PROBLEM TO WORK ON
Reproduce all of the material below word for word, leaving the pictures out of your answer.

━━━━━━━━━━

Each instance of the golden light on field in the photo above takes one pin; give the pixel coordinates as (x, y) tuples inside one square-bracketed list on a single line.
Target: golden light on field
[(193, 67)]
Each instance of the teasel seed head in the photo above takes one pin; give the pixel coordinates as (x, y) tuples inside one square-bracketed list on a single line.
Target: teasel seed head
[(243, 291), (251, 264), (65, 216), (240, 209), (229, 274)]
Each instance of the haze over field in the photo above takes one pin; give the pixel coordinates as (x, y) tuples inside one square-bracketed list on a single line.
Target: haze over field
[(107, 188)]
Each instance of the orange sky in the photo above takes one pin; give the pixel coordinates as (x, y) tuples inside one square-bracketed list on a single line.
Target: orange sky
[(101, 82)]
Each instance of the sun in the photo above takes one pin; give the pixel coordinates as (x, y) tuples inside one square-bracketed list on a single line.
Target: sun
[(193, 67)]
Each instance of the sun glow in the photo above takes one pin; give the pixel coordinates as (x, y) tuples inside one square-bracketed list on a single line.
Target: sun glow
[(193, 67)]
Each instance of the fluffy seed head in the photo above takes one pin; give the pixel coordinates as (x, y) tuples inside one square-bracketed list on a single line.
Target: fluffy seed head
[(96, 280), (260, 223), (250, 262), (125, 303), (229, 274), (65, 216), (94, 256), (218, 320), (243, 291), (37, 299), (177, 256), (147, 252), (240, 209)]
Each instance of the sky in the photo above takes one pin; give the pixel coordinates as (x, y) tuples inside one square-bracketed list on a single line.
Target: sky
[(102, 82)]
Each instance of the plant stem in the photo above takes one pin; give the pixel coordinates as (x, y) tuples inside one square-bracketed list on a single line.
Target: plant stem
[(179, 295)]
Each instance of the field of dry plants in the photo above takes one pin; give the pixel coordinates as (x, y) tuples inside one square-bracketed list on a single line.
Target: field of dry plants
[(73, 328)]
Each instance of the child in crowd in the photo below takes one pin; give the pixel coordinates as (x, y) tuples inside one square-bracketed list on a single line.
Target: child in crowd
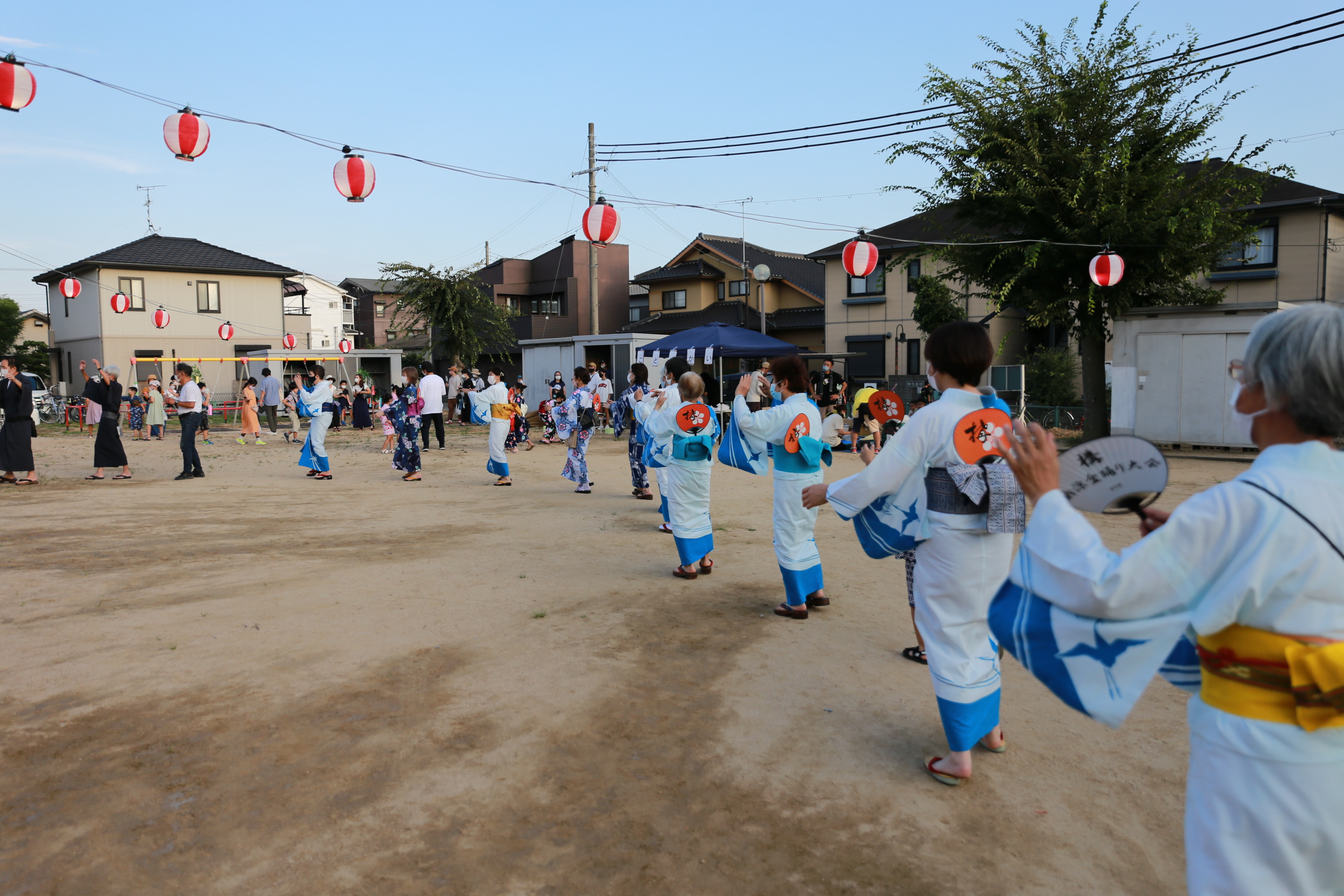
[(389, 430), (138, 417)]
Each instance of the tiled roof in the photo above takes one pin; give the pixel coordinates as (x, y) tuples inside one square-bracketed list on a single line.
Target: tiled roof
[(799, 271), (373, 285), (172, 253), (940, 225), (679, 272)]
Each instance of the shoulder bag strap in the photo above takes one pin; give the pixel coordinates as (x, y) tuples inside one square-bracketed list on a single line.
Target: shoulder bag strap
[(1300, 515)]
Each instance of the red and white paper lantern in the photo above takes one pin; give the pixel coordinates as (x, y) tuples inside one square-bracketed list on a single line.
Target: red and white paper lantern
[(187, 135), (1107, 269), (354, 178), (601, 222), (859, 258), (17, 85)]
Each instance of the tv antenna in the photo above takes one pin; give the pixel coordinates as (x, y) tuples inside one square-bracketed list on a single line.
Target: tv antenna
[(150, 199)]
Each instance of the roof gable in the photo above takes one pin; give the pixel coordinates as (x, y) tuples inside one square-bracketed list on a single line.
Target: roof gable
[(175, 254)]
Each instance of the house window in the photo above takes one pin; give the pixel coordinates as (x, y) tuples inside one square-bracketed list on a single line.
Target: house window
[(135, 291), (207, 296), (640, 307), (1260, 253), (874, 284)]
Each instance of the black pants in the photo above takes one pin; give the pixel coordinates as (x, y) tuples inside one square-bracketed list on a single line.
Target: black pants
[(190, 460), (437, 420)]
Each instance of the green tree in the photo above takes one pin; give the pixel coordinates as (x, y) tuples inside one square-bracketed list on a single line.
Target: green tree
[(466, 323), (11, 323), (34, 358), (1085, 141), (936, 304), (1053, 377)]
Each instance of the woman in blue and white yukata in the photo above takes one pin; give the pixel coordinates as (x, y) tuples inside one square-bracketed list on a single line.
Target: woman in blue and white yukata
[(320, 406), (795, 546), (689, 469), (623, 416), (656, 450), (570, 420), (491, 405), (960, 562)]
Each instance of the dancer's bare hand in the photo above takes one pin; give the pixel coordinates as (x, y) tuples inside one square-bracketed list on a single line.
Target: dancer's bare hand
[(1033, 457), (815, 496)]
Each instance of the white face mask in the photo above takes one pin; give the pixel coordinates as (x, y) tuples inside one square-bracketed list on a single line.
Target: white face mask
[(1244, 422)]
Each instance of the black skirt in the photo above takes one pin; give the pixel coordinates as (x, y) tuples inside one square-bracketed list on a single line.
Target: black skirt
[(17, 447), (107, 445)]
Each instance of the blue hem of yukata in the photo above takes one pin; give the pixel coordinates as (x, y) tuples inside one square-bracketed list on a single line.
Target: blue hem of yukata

━━━━━━━━━━

SOLVED EXERCISE
Each instance of the golden light on field in the photo above takes one pin; give the pixel coordinates as (x, y) tuples inside one square-bracketed list on a single line.
Target: golden light on field
[(193, 67)]
Each instance of the teasel seed head in the photo above takes one pin; give the pixel coordinates as (x, y) tuples inside one square-bracketed list on a single line.
Target: teasel seed head
[(243, 291), (251, 264), (65, 216), (240, 209), (229, 274)]
Each instance of the haze over field in the photo above takes one pin; give the pixel coordinates as (x, y) tuples inside one square-bracketed list on a single line.
Target: haze over field
[(107, 188)]
Each instance of the orange sky in the photo above takes one pin; give the pixel coordinates as (x, y) tuples inside one square-bracketed list on a single line.
Target: orange sky
[(101, 82)]
Each instance of the sun in the photo above takes one pin; give the pixel coordinates as (x, y) tuples inside one square-bracketed list on a single line.
Target: sun
[(193, 67)]
Each instance of the sun glow in the photo above takes one pin; give the pixel coordinates as (x, y) tuples inside one square-bracketed list on a single line.
Target: sun glow
[(193, 67)]
Each instance of the fluffy seed head in the photo above takes one pin; give the pixel coordinates as (x, y) tuples inside one square-bracketed list on a single line.
Target: fluffy seed head
[(96, 280), (260, 223), (250, 262), (125, 303), (229, 274), (65, 216), (94, 256), (218, 320), (243, 291), (37, 299), (177, 256), (147, 252), (240, 209)]
Each instance of the sky in the photo above takes one pin; give the pixel coordinates as (x, y) tuples inside one square-bracketed list on a single line.
Target: sky
[(102, 82)]
Each instance of the plant stem in the photo above takes one pin; give the pixel coordinates as (x, y) tuples inside one square-bracketed list on a single line.
Target: plant stem
[(179, 295)]
Each instance of the field of dry plants in the photo above takes one pin; give the pixel coordinates as (x, y) tuples inside one square-bracketed list on a single line.
Target: field of dry plants
[(73, 328)]
Each instance of the child in crowd in the photo below takes one pin; give the pixel coordinates as (x, y) tuples inside one square-bracketed list on a single line.
Target: child in crowd
[(389, 430), (138, 417)]
Each instance of the tiled roof in the photo above takes one pin; give the pixel coordinates as (x, y) tuples inside one square-bracketed list on a single line.
Target: tiled roof
[(799, 271), (373, 285), (172, 253), (940, 225), (679, 272)]
Each instance of the shoulder bag strap in the photo above takes one pin; give the pixel coordinates as (x, y) tuples inside one square-bracketed list on a single line.
Target: shoulder bag strap
[(1300, 515)]
Each instance of the red and white paper lantern in the photo above takes one pin; give the pixel coordinates as (x, y) tuples inside one square-bracketed list on a single line.
Target: red and white paper lantern
[(187, 135), (1107, 269), (354, 178), (601, 222), (859, 258), (17, 85)]
Each instance of the tv antenna in the photo above takes one pin; give the pixel coordinates as (x, y) tuples inside one square-bracketed list on a single line.
Target: tv antenna
[(150, 199)]
Each instance of the roof gable in the photo above takes one pin; give the pixel coordinates as (x, y) tuples inside one square-bracketed list on a single line.
Target: roof gable
[(175, 254)]
Each instance of the house window in the photo above takes one pin; give the pixel coordinates as (x, y) tuples inside one square-bracketed list on a single line.
Target: house window
[(135, 291), (207, 296), (640, 307), (1260, 253), (874, 284)]
Each instance of the black pants in the photo above takes one pin; give the pixel coordinates as (x, y) tuples inside one square-bracketed list on a single line.
Target: black pants
[(190, 460), (437, 420)]
Each instance of the green tree in the photo above takes one pin; give the pixel coordinates as (x, y) tuples inside one square-bracketed list on a single line.
Target: green tree
[(466, 323), (11, 323), (34, 358), (1085, 141), (936, 304), (1053, 377)]
Each instance of the woman in blue and white yukata in the photo above takes one pin; give the pixel coordinates as (x, y) tuples inside one square-bracketed list on a single line.
Target: woman in blue and white yukata
[(320, 406), (795, 546), (689, 469), (623, 416), (656, 450), (570, 420), (491, 405), (960, 562)]
Each instance of the dancer's bare hand in the photo above takes one pin; give the pixel coordinates as (x, y) tuples inside one square-bracketed list on a single line.
Target: dancer's bare hand
[(1033, 457), (815, 496)]
Each instance of the white face mask in the photo above takes one pin; give the pixel coordinates as (x, y) tuples inside one square-bracketed list on a single line.
Target: white face mask
[(1244, 422)]
Each instance of the black skirt in the photo above takes one pin; give the pixel coordinates as (x, y) tuples inside one square-bracketed list on a single line.
Target: black skirt
[(17, 447), (107, 445)]
Each instance of the blue hem of yukata in the photo above takes one pin; give the pixel coordinates as (x, y) tuples inside one square-bracketed list on a single line.
Target: blue hem of yukata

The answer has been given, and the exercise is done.